## Data shown
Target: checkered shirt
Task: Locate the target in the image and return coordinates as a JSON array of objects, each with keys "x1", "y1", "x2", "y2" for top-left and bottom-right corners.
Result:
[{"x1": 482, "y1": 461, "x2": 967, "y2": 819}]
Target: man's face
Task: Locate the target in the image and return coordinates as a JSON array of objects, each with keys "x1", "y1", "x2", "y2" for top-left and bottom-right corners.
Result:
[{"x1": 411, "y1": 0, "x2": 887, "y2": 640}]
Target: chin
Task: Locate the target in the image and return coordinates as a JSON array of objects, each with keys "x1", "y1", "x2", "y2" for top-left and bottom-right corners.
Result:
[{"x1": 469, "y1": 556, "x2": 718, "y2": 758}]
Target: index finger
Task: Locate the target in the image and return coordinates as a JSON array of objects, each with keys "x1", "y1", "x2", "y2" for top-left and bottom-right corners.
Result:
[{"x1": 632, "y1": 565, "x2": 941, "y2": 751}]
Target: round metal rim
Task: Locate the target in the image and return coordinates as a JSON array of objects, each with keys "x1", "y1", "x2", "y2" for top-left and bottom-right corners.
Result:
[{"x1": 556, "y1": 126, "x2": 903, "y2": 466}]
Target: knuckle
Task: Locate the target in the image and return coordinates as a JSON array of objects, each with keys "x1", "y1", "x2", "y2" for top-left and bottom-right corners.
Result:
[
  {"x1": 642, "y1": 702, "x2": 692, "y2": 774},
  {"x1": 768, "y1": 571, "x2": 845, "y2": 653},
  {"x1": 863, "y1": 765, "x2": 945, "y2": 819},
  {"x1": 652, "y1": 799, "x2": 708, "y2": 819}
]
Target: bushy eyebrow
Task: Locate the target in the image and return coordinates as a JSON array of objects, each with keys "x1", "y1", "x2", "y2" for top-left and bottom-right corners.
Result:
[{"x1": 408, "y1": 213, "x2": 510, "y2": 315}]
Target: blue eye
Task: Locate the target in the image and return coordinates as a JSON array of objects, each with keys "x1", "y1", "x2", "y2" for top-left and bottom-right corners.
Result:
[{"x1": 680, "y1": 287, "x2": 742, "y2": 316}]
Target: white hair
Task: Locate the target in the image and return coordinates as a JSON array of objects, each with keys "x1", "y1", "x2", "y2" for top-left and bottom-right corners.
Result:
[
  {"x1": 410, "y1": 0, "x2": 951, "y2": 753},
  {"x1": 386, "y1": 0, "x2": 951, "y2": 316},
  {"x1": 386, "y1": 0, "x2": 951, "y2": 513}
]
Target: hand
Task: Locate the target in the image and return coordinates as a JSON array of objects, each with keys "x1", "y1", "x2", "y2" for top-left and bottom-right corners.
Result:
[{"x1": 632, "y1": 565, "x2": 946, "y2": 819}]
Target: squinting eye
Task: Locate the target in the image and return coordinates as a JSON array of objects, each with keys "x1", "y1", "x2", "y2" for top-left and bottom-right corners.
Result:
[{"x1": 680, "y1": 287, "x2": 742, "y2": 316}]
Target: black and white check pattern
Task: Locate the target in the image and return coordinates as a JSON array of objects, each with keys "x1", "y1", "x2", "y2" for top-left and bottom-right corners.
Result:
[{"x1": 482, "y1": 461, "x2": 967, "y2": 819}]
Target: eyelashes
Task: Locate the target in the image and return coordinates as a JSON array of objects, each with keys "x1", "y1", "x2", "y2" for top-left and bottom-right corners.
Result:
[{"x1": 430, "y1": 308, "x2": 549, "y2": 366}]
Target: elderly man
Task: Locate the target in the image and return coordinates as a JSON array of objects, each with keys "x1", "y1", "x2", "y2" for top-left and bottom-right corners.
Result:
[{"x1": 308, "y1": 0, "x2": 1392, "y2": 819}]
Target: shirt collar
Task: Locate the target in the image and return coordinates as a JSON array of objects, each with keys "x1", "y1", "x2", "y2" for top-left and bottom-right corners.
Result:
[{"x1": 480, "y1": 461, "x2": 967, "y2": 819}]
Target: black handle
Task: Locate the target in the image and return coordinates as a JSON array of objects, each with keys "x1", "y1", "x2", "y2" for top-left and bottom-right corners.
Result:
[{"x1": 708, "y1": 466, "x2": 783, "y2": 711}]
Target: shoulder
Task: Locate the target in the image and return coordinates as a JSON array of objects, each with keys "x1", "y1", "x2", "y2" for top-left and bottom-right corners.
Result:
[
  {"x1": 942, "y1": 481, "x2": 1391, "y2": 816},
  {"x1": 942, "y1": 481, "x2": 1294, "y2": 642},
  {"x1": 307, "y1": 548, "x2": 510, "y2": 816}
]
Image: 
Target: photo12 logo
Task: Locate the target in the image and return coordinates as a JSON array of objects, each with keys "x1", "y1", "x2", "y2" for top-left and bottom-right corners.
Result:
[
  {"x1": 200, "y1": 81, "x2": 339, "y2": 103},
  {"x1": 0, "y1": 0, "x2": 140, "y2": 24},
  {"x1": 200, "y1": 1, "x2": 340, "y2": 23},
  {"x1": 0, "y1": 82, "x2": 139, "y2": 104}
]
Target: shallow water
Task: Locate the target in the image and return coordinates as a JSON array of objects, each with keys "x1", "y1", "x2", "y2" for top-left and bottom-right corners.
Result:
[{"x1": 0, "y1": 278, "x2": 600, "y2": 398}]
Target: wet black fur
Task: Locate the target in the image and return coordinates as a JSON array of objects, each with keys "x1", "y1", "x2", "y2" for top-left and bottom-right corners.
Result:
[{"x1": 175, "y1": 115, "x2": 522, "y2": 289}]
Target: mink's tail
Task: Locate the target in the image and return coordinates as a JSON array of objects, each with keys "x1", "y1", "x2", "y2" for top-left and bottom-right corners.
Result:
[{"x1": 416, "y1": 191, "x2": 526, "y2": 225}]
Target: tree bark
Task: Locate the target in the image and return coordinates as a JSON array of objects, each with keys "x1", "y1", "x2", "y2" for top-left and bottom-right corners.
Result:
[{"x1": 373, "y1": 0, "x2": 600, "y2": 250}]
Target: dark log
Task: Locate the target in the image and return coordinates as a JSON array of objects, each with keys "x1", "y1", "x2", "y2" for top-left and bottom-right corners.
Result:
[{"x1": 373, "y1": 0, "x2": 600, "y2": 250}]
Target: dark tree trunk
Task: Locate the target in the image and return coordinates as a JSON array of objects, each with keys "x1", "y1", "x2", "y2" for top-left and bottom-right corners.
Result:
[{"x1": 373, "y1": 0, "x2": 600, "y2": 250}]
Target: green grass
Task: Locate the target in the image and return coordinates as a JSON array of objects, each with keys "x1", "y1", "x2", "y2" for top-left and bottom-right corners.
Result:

## Exercise instructions
Output each record precisely as given.

## Exercise solution
Target: checkered shirt
Task: Locate the target in the image and return coordinates as a JSON array of objects, each with keys "x1", "y1", "x2", "y2" for top-left and bottom-right corners.
Result:
[{"x1": 482, "y1": 461, "x2": 967, "y2": 819}]
Target: man's face
Task: Locate the target in the image and return coordinates as a JSON array of objects, each with keys "x1", "y1", "x2", "y2" for top-left and bottom-right corners.
Result:
[{"x1": 411, "y1": 0, "x2": 887, "y2": 640}]
Target: chin
Task: Locate the target in the image and return coordinates as a JSON array of objects, each with keys "x1", "y1", "x2", "y2" for top-left and bottom-right corners.
Result:
[{"x1": 469, "y1": 556, "x2": 718, "y2": 758}]
Target: index finger
Task: Locate the target in the image and return coordinates as a JSON array of objects, each with keys "x1", "y1", "x2", "y2" for top-left and bottom-right corners.
Result:
[{"x1": 632, "y1": 565, "x2": 941, "y2": 751}]
Target: round metal rim
Task: Locate the target in the image and return coordinates as a JSON array of objects, each with keys "x1", "y1", "x2", "y2" for top-left and bottom-right corners.
Result:
[{"x1": 556, "y1": 126, "x2": 903, "y2": 466}]
Target: knuckle
Task: Locate the target in the image and return coordinates as a JSON array of objects, each with keys "x1", "y1", "x2", "y2" for top-left and bottom-right corners.
Result:
[
  {"x1": 642, "y1": 702, "x2": 692, "y2": 774},
  {"x1": 768, "y1": 571, "x2": 845, "y2": 653},
  {"x1": 863, "y1": 765, "x2": 945, "y2": 819},
  {"x1": 652, "y1": 799, "x2": 708, "y2": 819}
]
Target: bushy eyebrow
Task: Locate the target in the image and return coordinates as a JSON array of objects, each with keys "x1", "y1", "x2", "y2" for top-left and bottom-right corners.
Result:
[{"x1": 408, "y1": 213, "x2": 510, "y2": 315}]
Target: blue eye
Task: Locate the target in the image and return coordinates as a JSON array of objects, each with keys "x1", "y1", "x2", "y2" for top-left and bottom-right corners.
Result:
[{"x1": 680, "y1": 287, "x2": 742, "y2": 316}]
Target: white hair
Task: Locate the target in the image and return coordinates as a JSON array of objects, each with keys "x1", "y1", "x2", "y2" for top-left and bottom-right corners.
Result:
[
  {"x1": 410, "y1": 0, "x2": 951, "y2": 753},
  {"x1": 386, "y1": 0, "x2": 951, "y2": 316},
  {"x1": 386, "y1": 0, "x2": 951, "y2": 513}
]
Target: hand
Task: Locate the target in the image and return coordinates as a JSON array of objects, each with keys "x1", "y1", "x2", "y2" for top-left and bottom-right corners.
Result:
[{"x1": 632, "y1": 565, "x2": 946, "y2": 819}]
Target: squinting eye
Task: Locate the target in the image and return coordinates as a JSON array of objects, each with keys "x1", "y1", "x2", "y2" for top-left and bottom-right corners.
Result:
[{"x1": 680, "y1": 287, "x2": 742, "y2": 316}]
Target: black and white check pattern
Task: Locate the target in the image and return coordinates as a JSON array of objects, each with keys "x1", "y1", "x2", "y2" for top-left and bottom-right corners.
Result:
[{"x1": 482, "y1": 461, "x2": 967, "y2": 819}]
Target: eyelashes
Task: Locate the target in the image and return coordinates as a JSON array of objects, each with keys "x1", "y1", "x2", "y2" for top-left and bottom-right corners.
Result:
[{"x1": 430, "y1": 308, "x2": 549, "y2": 366}]
Target: elderly man
Task: Locate the target in the image and return coordinates as a JSON array of objects, each with keys "x1", "y1", "x2", "y2" for top-left and bottom-right corners.
Result:
[{"x1": 308, "y1": 0, "x2": 1392, "y2": 819}]
Target: shirt collar
Task: Locate the target in the image and return coordinates as a JSON array of objects, each with keys "x1", "y1", "x2", "y2" for top-left and bottom-right corners.
Result:
[{"x1": 480, "y1": 461, "x2": 967, "y2": 819}]
Target: black handle
Task: Locate the target in the image and return coordinates as a JSON array of objects, each with keys "x1", "y1", "x2", "y2" for top-left and bottom-right corners.
Result:
[{"x1": 708, "y1": 466, "x2": 783, "y2": 711}]
Target: shoulder
Task: Locate the target in the image and return coordinates as a JSON array of objects, each with keys "x1", "y1", "x2", "y2" for top-left and bottom-right corners.
Result:
[
  {"x1": 942, "y1": 481, "x2": 1391, "y2": 816},
  {"x1": 942, "y1": 481, "x2": 1294, "y2": 642},
  {"x1": 307, "y1": 548, "x2": 510, "y2": 816}
]
Image: 
Target: photo12 logo
Task: Locate the target in the image and return coordinates as a JSON array of objects, each with keys "x1", "y1", "x2", "y2" for top-left and bottom-right corners.
Result:
[
  {"x1": 200, "y1": 81, "x2": 339, "y2": 103},
  {"x1": 0, "y1": 0, "x2": 140, "y2": 24},
  {"x1": 200, "y1": 1, "x2": 340, "y2": 23},
  {"x1": 0, "y1": 82, "x2": 139, "y2": 104}
]
Target: shallow water
Task: Locate the target in the image and return coordinates as a JSON array of objects, each with keys "x1", "y1", "x2", "y2" for top-left and bottom-right corners.
Result:
[{"x1": 0, "y1": 278, "x2": 600, "y2": 398}]
Target: wet black fur
Task: Locate the target in the image and return coordinates as a JSON array of objects, each with keys "x1", "y1", "x2", "y2" for top-left and bottom-right corners.
Result:
[{"x1": 175, "y1": 115, "x2": 522, "y2": 289}]
Target: mink's tail
Task: Locate the target in the image and return coordinates as a JSON array of objects, each with keys "x1", "y1", "x2", "y2" for top-left and bottom-right corners.
Result:
[{"x1": 416, "y1": 191, "x2": 526, "y2": 225}]
Target: tree bark
Task: Locate the target in the image and return coordinates as a JSON array of objects, each with keys "x1", "y1", "x2", "y2" for top-left and bottom-right corners.
Result:
[{"x1": 373, "y1": 0, "x2": 600, "y2": 250}]
Target: dark log
Task: Locate the target in the image and return coordinates as a JSON array of objects, each with keys "x1", "y1", "x2", "y2" for top-left and bottom-right corners.
Result:
[{"x1": 373, "y1": 0, "x2": 600, "y2": 250}]
Target: dark tree trunk
Task: Locate the target in the image and return coordinates as a JSON array of objects, each with keys "x1", "y1", "x2", "y2" for top-left and bottom-right corners.
Result:
[{"x1": 373, "y1": 0, "x2": 600, "y2": 250}]
Target: green grass
Task: Locate the target in the image and return coordinates as a JSON array of objects, each with keys "x1", "y1", "x2", "y2" for top-left and bottom-right corners.
Result:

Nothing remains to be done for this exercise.